[ACTIVITY]
In the entries below, find the line with "Target: referee" and the line with "Target: overhead light fixture". Reproduce those two lines and every line between them exactly, and nothing more.

[RECORDS SUPPLIED]
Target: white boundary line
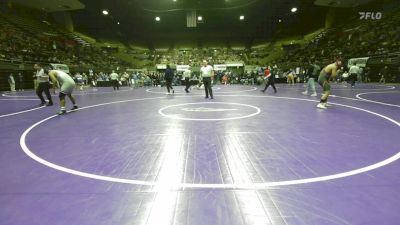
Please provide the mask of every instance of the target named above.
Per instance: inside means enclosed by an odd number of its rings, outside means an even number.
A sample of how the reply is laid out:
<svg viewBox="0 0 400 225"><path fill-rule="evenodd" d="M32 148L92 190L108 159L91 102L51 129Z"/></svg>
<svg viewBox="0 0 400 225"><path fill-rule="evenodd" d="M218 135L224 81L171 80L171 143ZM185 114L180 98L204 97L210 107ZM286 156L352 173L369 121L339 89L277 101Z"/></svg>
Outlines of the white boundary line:
<svg viewBox="0 0 400 225"><path fill-rule="evenodd" d="M200 104L226 104L226 105L240 105L240 106L246 106L249 108L253 108L256 110L255 113L251 113L245 116L236 116L236 117L228 117L228 118L216 118L216 119L202 119L202 118L183 118L183 117L178 117L178 116L173 116L173 115L167 115L163 113L165 109L172 108L172 107L177 107L177 106L183 106L183 105L200 105ZM252 105L246 105L246 104L240 104L240 103L234 103L234 102L195 102L195 103L182 103L182 104L176 104L176 105L169 105L165 106L161 109L158 110L158 113L164 117L171 118L171 119L176 119L176 120L191 120L191 121L219 121L219 120L237 120L237 119L244 119L244 118L249 118L253 117L261 112L261 109L252 106Z"/></svg>
<svg viewBox="0 0 400 225"><path fill-rule="evenodd" d="M112 88L112 87L111 87L111 88ZM73 93L73 96L75 96L75 95L81 96L81 95L116 94L116 93L119 93L119 92L133 91L134 89L133 89L133 88L129 88L128 90L125 90L125 88L124 88L124 90L109 91L109 92L98 92L98 89L97 89L97 88L96 88L95 90L96 90L96 91L94 91L94 92L79 93L79 92L82 92L82 91L85 91L85 90L75 90L75 89L74 89L75 92ZM78 92L78 93L77 93L77 92ZM7 97L7 98L35 97L35 95L8 95L8 93L10 93L10 92L4 92L1 96ZM51 96L52 96L52 97L57 97L57 96L58 96L58 93L57 93L57 94L51 94Z"/></svg>
<svg viewBox="0 0 400 225"><path fill-rule="evenodd" d="M18 99L0 99L0 101L40 101L40 99L33 99L33 98L18 98Z"/></svg>
<svg viewBox="0 0 400 225"><path fill-rule="evenodd" d="M396 104L390 104L390 103L384 103L384 102L378 102L378 101L373 101L373 100L369 100L369 99L365 99L365 98L361 98L361 95L367 95L367 94L383 94L383 93L400 93L397 91L381 91L381 92L364 92L364 93L359 93L356 95L356 98L362 100L362 101L366 101L366 102L372 102L372 103L376 103L376 104L381 104L381 105L387 105L387 106L394 106L394 107L400 107L400 105L396 105Z"/></svg>
<svg viewBox="0 0 400 225"><path fill-rule="evenodd" d="M343 98L343 99L348 99L348 100L353 100L353 101L360 101L360 99L343 97L343 96L339 96L339 95L329 95L329 97L332 97L332 98Z"/></svg>
<svg viewBox="0 0 400 225"><path fill-rule="evenodd" d="M296 83L296 85L293 85L293 86L285 84L285 83L281 83L281 84L283 84L283 85L282 86L277 86L276 88L292 89L292 90L303 90L305 87L300 88L299 86L301 84L307 84L307 83L300 83L300 84ZM351 87L335 87L335 86L339 86L339 84L333 83L331 89L332 90L352 90L352 91L363 91L363 90L372 91L372 90L393 90L393 89L396 89L395 86L386 86L386 85L379 85L379 84L377 84L375 86L378 86L378 87L381 86L381 87L384 87L384 88L351 88Z"/></svg>
<svg viewBox="0 0 400 225"><path fill-rule="evenodd" d="M24 111L15 112L15 113L4 114L4 115L0 115L0 118L7 117L7 116L18 115L18 114L22 114L22 113L26 113L26 112L31 112L31 111L35 111L35 110L38 110L38 109L43 109L45 107L46 106L40 106L40 107L33 108L33 109L28 109L28 110L24 110Z"/></svg>
<svg viewBox="0 0 400 225"><path fill-rule="evenodd" d="M232 95L228 95L228 96L232 96ZM316 100L302 99L302 98L289 98L289 97L251 96L251 95L235 95L235 96L236 97L241 96L241 97L281 98L281 99L290 99L290 100L318 102ZM83 108L80 108L80 110L87 109L87 108L98 107L98 106L103 106L103 105L116 104L116 103L152 100L152 99L159 99L159 98L162 98L162 97L132 99L132 100L125 100L125 101L109 102L109 103L103 103L103 104L83 107ZM331 104L332 105L343 106L343 107L347 107L347 108L351 108L351 109L356 109L356 110L363 111L363 112L367 112L369 114L381 117L381 118L383 118L385 120L388 120L389 122L392 122L395 125L397 125L398 127L400 127L400 123L399 122L397 122L394 119L391 119L391 118L389 118L387 116L381 115L379 113L372 112L372 111L369 111L369 110L366 110L366 109L362 109L362 108L358 108L358 107L354 107L354 106L344 105L344 104L338 104L338 103L331 103ZM158 182L122 179L122 178L101 176L101 175L95 175L95 174L86 173L86 172L82 172L82 171L78 171L78 170L73 170L73 169L70 169L70 168L66 168L66 167L63 167L63 166L56 165L54 163L46 161L46 160L40 158L39 156L35 155L32 151L30 151L30 149L26 145L26 136L29 134L30 131L33 130L33 128L35 128L36 126L40 125L41 123L43 123L45 121L48 121L48 120L50 120L50 119L52 119L54 117L56 117L56 115L50 116L48 118L45 118L45 119L33 124L27 130L25 130L23 132L23 134L21 135L21 137L20 137L20 146L21 146L22 150L25 152L25 154L27 154L33 160L35 160L35 161L37 161L37 162L39 162L39 163L41 163L41 164L43 164L45 166L48 166L50 168L53 168L53 169L56 169L56 170L59 170L59 171L65 172L65 173L69 173L69 174L73 174L73 175L77 175L77 176L81 176L81 177L87 177L87 178L91 178L91 179L110 181L110 182L117 182L117 183L125 183L125 184L146 185L146 186L154 186L154 185L158 184ZM388 164L390 164L392 162L395 162L399 158L400 158L400 152L397 152L395 155L393 155L393 156L391 156L391 157L389 157L389 158L387 158L387 159L385 159L383 161L380 161L380 162L377 162L375 164L369 165L369 166L365 166L365 167L362 167L362 168L359 168L359 169L355 169L355 170L350 170L350 171L343 172L343 173L331 174L331 175L327 175L327 176L320 176L320 177L314 177L314 178L287 180L287 181L276 181L276 182L249 183L249 184L246 184L246 183L236 183L236 184L206 184L206 183L205 184L189 184L189 183L181 183L181 184L177 184L176 187L172 187L172 189L200 188L200 189L253 189L253 190L255 190L255 189L265 189L265 188L268 188L268 187L315 183L315 182L335 180L335 179L340 179L340 178L344 178L344 177L350 177L350 176L354 176L354 175L357 175L357 174L365 173L365 172L368 172L368 171L375 170L375 169L378 169L380 167L386 166L386 165L388 165Z"/></svg>
<svg viewBox="0 0 400 225"><path fill-rule="evenodd" d="M218 89L217 89L218 88ZM149 92L149 93L155 93L155 94L166 94L165 92L161 92L161 91L153 91L153 89L154 88L149 88L149 89L146 89L146 92ZM213 88L213 91L214 90L221 90L222 88L220 88L220 87L216 87L215 89ZM236 93L242 93L242 92L248 92L248 91L255 91L255 90L257 90L258 88L257 87L252 87L251 89L248 89L248 90L242 90L242 91L216 91L216 92L213 92L214 94L230 94L230 93L232 93L232 94L236 94ZM199 90L197 90L197 91L204 91L204 89L199 89ZM175 95L187 95L188 93L181 93L181 92L175 92Z"/></svg>

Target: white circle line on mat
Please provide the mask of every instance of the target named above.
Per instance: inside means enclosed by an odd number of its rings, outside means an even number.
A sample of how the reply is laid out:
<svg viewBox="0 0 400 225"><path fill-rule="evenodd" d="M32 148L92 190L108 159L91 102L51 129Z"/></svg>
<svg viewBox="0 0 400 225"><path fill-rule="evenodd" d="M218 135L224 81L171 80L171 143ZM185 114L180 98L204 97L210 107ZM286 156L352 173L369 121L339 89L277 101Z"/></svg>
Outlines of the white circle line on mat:
<svg viewBox="0 0 400 225"><path fill-rule="evenodd" d="M229 95L231 96L231 95ZM241 96L241 97L256 97L256 96L249 96L249 95L236 95L236 96ZM267 97L267 98L280 98L280 99L290 99L290 100L300 100L300 101L309 101L309 102L318 102L316 100L310 100L310 99L302 99L302 98L289 98L289 97L274 97L274 96L257 96L257 97ZM143 100L151 100L151 99L159 99L162 97L157 97L157 98L144 98L144 99L132 99L132 100L124 100L124 101L116 101L116 102L109 102L109 103L102 103L98 105L92 105L92 106L87 106L83 107L80 110L87 109L87 108L93 108L93 107L98 107L98 106L103 106L103 105L110 105L110 104L116 104L116 103L123 103L123 102L133 102L133 101L143 101ZM382 114L372 112L367 109L362 109L358 108L355 106L349 106L349 105L344 105L344 104L339 104L339 103L331 103L332 105L338 105L338 106L343 106L351 109L356 109L359 111L367 112L369 114L378 116L380 118L383 118L385 120L388 120L392 123L394 123L396 126L400 127L400 123L397 122L394 119L391 119L387 116L384 116ZM316 109L318 110L318 109ZM329 110L329 109L328 109ZM33 160L37 161L38 163L41 163L47 167L56 169L58 171L62 171L65 173L81 176L81 177L86 177L86 178L91 178L91 179L97 179L97 180L102 180L102 181L110 181L110 182L116 182L116 183L125 183L125 184L136 184L136 185L146 185L146 186L155 186L158 185L159 183L156 181L143 181L143 180L132 180L132 179L123 179L123 178L116 178L116 177L110 177L110 176L102 176L102 175L96 175L96 174L91 174L87 172L82 172L74 169L70 169L64 166L60 166L57 164L54 164L52 162L49 162L43 158L40 158L37 156L35 153L33 153L28 146L26 145L26 137L31 132L35 127L38 125L56 117L50 116L47 117L39 122L36 122L32 126L30 126L28 129L26 129L23 134L20 137L20 146L22 150L27 154L30 158ZM319 176L319 177L312 177L312 178L305 178L305 179L296 179L296 180L286 180L286 181L273 181L273 182L260 182L260 183L232 183L232 184L211 184L211 183L204 183L204 184L192 184L192 183L181 183L177 184L174 187L171 187L171 189L182 189L182 188L196 188L196 189L265 189L269 187L277 187L277 186L288 186L288 185L299 185L299 184L308 184L308 183L316 183L316 182L322 182L322 181L329 181L329 180L335 180L335 179L340 179L344 177L350 177L354 176L357 174L362 174L371 170L378 169L380 167L386 166L390 163L395 162L400 158L400 152L397 152L396 154L392 155L391 157L382 160L380 162L374 163L372 165L368 165L362 168L342 172L342 173L336 173L336 174L331 174L331 175L326 175L326 176Z"/></svg>

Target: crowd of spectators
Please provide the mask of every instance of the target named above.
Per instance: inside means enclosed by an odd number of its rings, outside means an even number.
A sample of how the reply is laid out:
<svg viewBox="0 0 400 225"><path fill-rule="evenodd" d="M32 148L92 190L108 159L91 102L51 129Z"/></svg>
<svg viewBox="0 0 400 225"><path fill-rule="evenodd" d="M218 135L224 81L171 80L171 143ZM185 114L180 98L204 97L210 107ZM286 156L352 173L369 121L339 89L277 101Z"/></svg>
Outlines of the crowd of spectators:
<svg viewBox="0 0 400 225"><path fill-rule="evenodd" d="M0 60L12 63L63 63L70 67L127 67L112 52L82 45L62 34L35 35L0 16Z"/></svg>
<svg viewBox="0 0 400 225"><path fill-rule="evenodd" d="M154 51L156 64L178 64L201 66L206 59L211 64L226 64L230 62L246 62L246 54L243 49L228 48L193 48L186 50Z"/></svg>
<svg viewBox="0 0 400 225"><path fill-rule="evenodd" d="M287 77L294 74L296 80L304 80L304 73L309 61L317 60L323 66L330 63L333 55L341 55L344 59L376 56L400 52L400 14L388 14L382 20L358 20L341 27L325 29L305 44L282 46L283 56L269 64L275 76ZM190 65L199 67L206 59L210 64L242 63L258 65L260 71L265 67L264 58L268 57L268 47L258 49L232 48L187 48L172 50L129 50L137 60L149 62L145 66L155 68L156 64ZM63 63L72 68L91 68L105 71L110 68L127 68L130 64L116 58L112 51L82 45L63 35L35 35L18 27L0 16L0 60L14 63L42 62ZM121 71L121 70L120 70ZM226 70L217 71L217 80L223 83L260 82L262 72ZM261 74L261 75L260 75ZM121 80L130 80L139 86L160 85L163 81L161 71L133 72L121 75ZM107 81L107 73L88 73L87 82ZM180 74L177 73L176 83ZM197 74L194 73L196 79ZM136 82L135 82L136 81ZM90 82L89 82L90 83Z"/></svg>
<svg viewBox="0 0 400 225"><path fill-rule="evenodd" d="M333 55L344 59L400 52L400 14L387 14L381 20L357 20L322 31L306 45L287 47L276 61L284 67L307 63L310 59L329 62Z"/></svg>

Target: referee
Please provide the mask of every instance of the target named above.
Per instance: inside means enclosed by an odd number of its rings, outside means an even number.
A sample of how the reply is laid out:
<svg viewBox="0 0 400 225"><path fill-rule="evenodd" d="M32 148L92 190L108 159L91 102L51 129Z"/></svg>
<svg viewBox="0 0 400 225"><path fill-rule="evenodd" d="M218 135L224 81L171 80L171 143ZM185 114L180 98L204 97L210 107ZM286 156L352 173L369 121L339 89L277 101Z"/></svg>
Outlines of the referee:
<svg viewBox="0 0 400 225"><path fill-rule="evenodd" d="M203 60L203 66L200 68L201 76L203 77L204 90L206 91L206 98L208 98L208 94L210 94L211 99L214 99L212 88L211 88L211 80L214 79L214 69L211 65L208 64L207 60Z"/></svg>
<svg viewBox="0 0 400 225"><path fill-rule="evenodd" d="M50 82L49 82L49 75L44 72L43 66L40 64L35 64L34 68L36 69L36 79L38 82L38 87L36 89L36 95L39 97L41 103L40 106L44 106L46 101L43 98L43 91L46 94L47 99L49 102L46 106L52 106L53 100L50 95Z"/></svg>
<svg viewBox="0 0 400 225"><path fill-rule="evenodd" d="M349 74L350 74L349 80L350 80L351 87L354 87L359 71L360 71L360 68L357 66L356 62L353 62L353 65L349 69Z"/></svg>
<svg viewBox="0 0 400 225"><path fill-rule="evenodd" d="M186 93L189 93L189 88L190 88L190 68L187 68L184 72L183 72L183 77L185 78L185 91Z"/></svg>

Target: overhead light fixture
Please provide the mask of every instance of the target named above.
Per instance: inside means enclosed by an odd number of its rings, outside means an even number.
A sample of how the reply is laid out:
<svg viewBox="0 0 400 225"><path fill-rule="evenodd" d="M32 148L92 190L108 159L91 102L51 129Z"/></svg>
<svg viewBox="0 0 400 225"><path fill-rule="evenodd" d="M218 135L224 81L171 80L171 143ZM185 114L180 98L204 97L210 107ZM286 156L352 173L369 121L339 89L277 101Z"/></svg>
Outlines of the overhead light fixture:
<svg viewBox="0 0 400 225"><path fill-rule="evenodd" d="M282 23L282 20L281 20L281 19L279 19L279 20L278 20L278 22L279 22L279 23Z"/></svg>
<svg viewBox="0 0 400 225"><path fill-rule="evenodd" d="M297 11L297 8L296 8L296 7L293 7L290 11L292 11L292 13L294 13L294 12Z"/></svg>
<svg viewBox="0 0 400 225"><path fill-rule="evenodd" d="M239 19L244 20L244 16L243 15L239 16Z"/></svg>
<svg viewBox="0 0 400 225"><path fill-rule="evenodd" d="M159 16L156 17L156 21L160 21L161 18Z"/></svg>
<svg viewBox="0 0 400 225"><path fill-rule="evenodd" d="M203 17L202 17L202 16L198 16L198 17L197 17L197 20L198 20L198 21L203 21Z"/></svg>
<svg viewBox="0 0 400 225"><path fill-rule="evenodd" d="M117 22L117 24L119 25L119 22Z"/></svg>
<svg viewBox="0 0 400 225"><path fill-rule="evenodd" d="M107 10L103 10L103 15L108 15L108 11Z"/></svg>
<svg viewBox="0 0 400 225"><path fill-rule="evenodd" d="M176 0L172 0L172 1L176 2Z"/></svg>

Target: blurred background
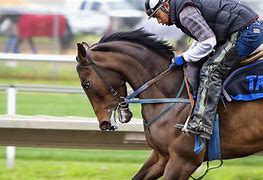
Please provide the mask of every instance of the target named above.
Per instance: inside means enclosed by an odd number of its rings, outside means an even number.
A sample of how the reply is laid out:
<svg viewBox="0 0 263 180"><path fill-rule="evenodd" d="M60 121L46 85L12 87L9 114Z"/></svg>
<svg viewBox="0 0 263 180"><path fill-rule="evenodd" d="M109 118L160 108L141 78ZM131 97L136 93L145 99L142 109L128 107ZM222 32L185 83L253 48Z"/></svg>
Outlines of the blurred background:
<svg viewBox="0 0 263 180"><path fill-rule="evenodd" d="M262 20L262 0L241 2ZM95 119L75 71L76 43L91 45L103 35L141 27L178 51L192 41L175 26L148 20L144 0L0 0L0 132L5 130L1 117L6 116L70 122L68 117ZM140 106L131 109L134 118L140 119ZM12 132L10 138L17 136ZM8 145L8 138L2 144ZM131 179L149 152L2 145L0 179ZM263 179L262 165L261 155L230 160L206 179Z"/></svg>
<svg viewBox="0 0 263 180"><path fill-rule="evenodd" d="M147 20L144 0L11 0L1 1L0 11L3 52L71 54L78 40L94 43L140 27L160 38L182 37L174 27Z"/></svg>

[ANSWER TO THE EXERCISE]
Target: referee
Please provide the mask of every instance of the target named above.
Per instance: inside means enclosed by an odd number of its rings, outside means an even number.
A sample of how the reply is laid out:
<svg viewBox="0 0 400 225"><path fill-rule="evenodd" d="M32 148L92 190L108 159L91 102L51 129Z"/></svg>
<svg viewBox="0 0 400 225"><path fill-rule="evenodd" d="M218 135L224 81L171 80L171 143ZM185 114L180 98L204 97L210 107ZM286 156L352 173L369 121L339 89L277 101Z"/></svg>
Outlines of the referee:
<svg viewBox="0 0 400 225"><path fill-rule="evenodd" d="M203 60L203 66L200 68L201 76L203 77L204 90L206 91L206 98L208 98L208 94L210 94L211 99L214 99L212 88L211 88L211 80L214 79L214 69L211 65L208 64L207 60Z"/></svg>
<svg viewBox="0 0 400 225"><path fill-rule="evenodd" d="M50 82L49 82L49 75L44 72L43 66L40 64L35 64L34 68L36 69L36 79L38 82L38 87L36 89L36 95L39 97L41 103L40 106L44 106L46 101L43 98L43 91L46 94L47 99L49 102L46 106L52 106L53 100L50 95Z"/></svg>
<svg viewBox="0 0 400 225"><path fill-rule="evenodd" d="M349 74L350 74L349 80L350 80L351 87L354 87L359 71L360 71L360 68L357 66L356 62L353 62L353 65L349 69Z"/></svg>
<svg viewBox="0 0 400 225"><path fill-rule="evenodd" d="M186 93L189 93L189 88L190 88L190 68L187 68L184 72L183 72L183 77L185 78L185 91Z"/></svg>

Target: overhead light fixture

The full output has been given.